### SELECTED TEXT:

========================================

Eight hundred administrative, technical, and library staff at Carleton University began strike action on March 5 to defend their defined benefit pension plans. The union points out that despite administration's claims to the contrary, they are demanding the deletion of key language that protects members from changes to pension provisions that may be decided without the agreement of the union. The university has attempted to paint the union as requesting "special treatment" in the pension plan based on its refusal to accept the university's changes to the language pertaining to its bargaining unit within the larger plan for all university employees. However, the union has responded pointing out that, in fact, the protections from changes to their defined benefit pension plan they are defending is a benefit for everyone under the Plan and furthermore that having different language for different groups in a joint pension plan happens at other institutions.

The university has been spreading disinformation about the union's demands, presenting them as an effort to take control of the pension plan. In response, the union has explained why it is adamantly defending the pension plan from arbitrary changes:

"Over the past 15 years, Carleton has implemented a series of very serious cuts to the benefit levels in the pension plan, including the elimination of an early retirement bridge, an increase to the penalty for retiring early, and  -- most dramatically -- removing the protection in the plan against post-retirement benefit reduction [the "non-reduction guarantee," which no other Ontario university with a hybrid plan has removed].

"But it gets worse. In 2010, the University decided to start requiring plan members to pay a major share of the employer's pension contribution obligation -- worth about 2 per cent of payroll. This change actually violated the CUPE 2424 collective agreement and a grievance was filed in 2010. The resolution of that grievance in 2015 was only a temporary measure -- a Letter of Understanding that expired in 2017 with our collective agreement. The Employer then brought a proposal into collective bargaining to remove the contract language that protects our pension contribution rate from further changes without the Union's consent. This is clearly a concession -- this language protecting our contribution rates has been in our collective agreement for more than 40 years and the Employer has given no good reason for removing it. As we did in resolving the grievance, the Union has again offered to accept a continuation of the 2011 rate increase until its expiry in 2021 -- but the Employer has rejected this, and insisted that our members should no longer have this protection in our contract."

Workers' Forum extends its full support to the striking workers at Carleton and calls on everyone to help block the university's attempts to divide the various collectives of workers at the university for purposes of imposing its anti-social restructuring of their pension plan.

========================================

### MATERIAL PROVIDED:
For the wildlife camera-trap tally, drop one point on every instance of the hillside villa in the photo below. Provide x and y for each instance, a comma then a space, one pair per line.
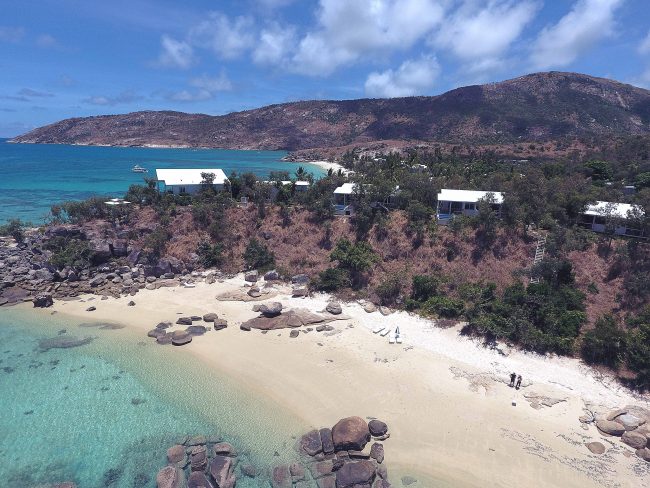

========================================

### WORK TO COMPLETE:
A – According to the Carleton strike text, on what date did the staff begin strike action?
B – Rewrite everything in the Carleton strike text from "The university has been" down to "plan has removed].", changing "disinformation" to "misinformation".
C – Which cuts to pension benefit levels over the past 15 years does the union's statement in the Carleton strike text name?

### SOLUTIONS BELOW:
A – March 5

B –
The university has been spreading misinformation about the union's demands, presenting them as an effort to take control of the pension plan. In response, the union has explained why it is adamantly defending the pension plan from arbitrary changes:

"Over the past 15 years, Carleton has implemented a series of very serious cuts to the benefit levels in the pension plan, including the elimination of an early retirement bridge, an increase to the penalty for retiring early, and  -- most dramatically -- removing the protection in the plan against post-retirement benefit reduction [the "non-reduction guarantee," which no other Ontario university with a hybrid plan has removed].

C –
- The elimination of an early retirement bridge
- An increase to the penalty for retiring early
- The removal of the protection against post-retirement benefit reduction (the "non-reduction guarantee")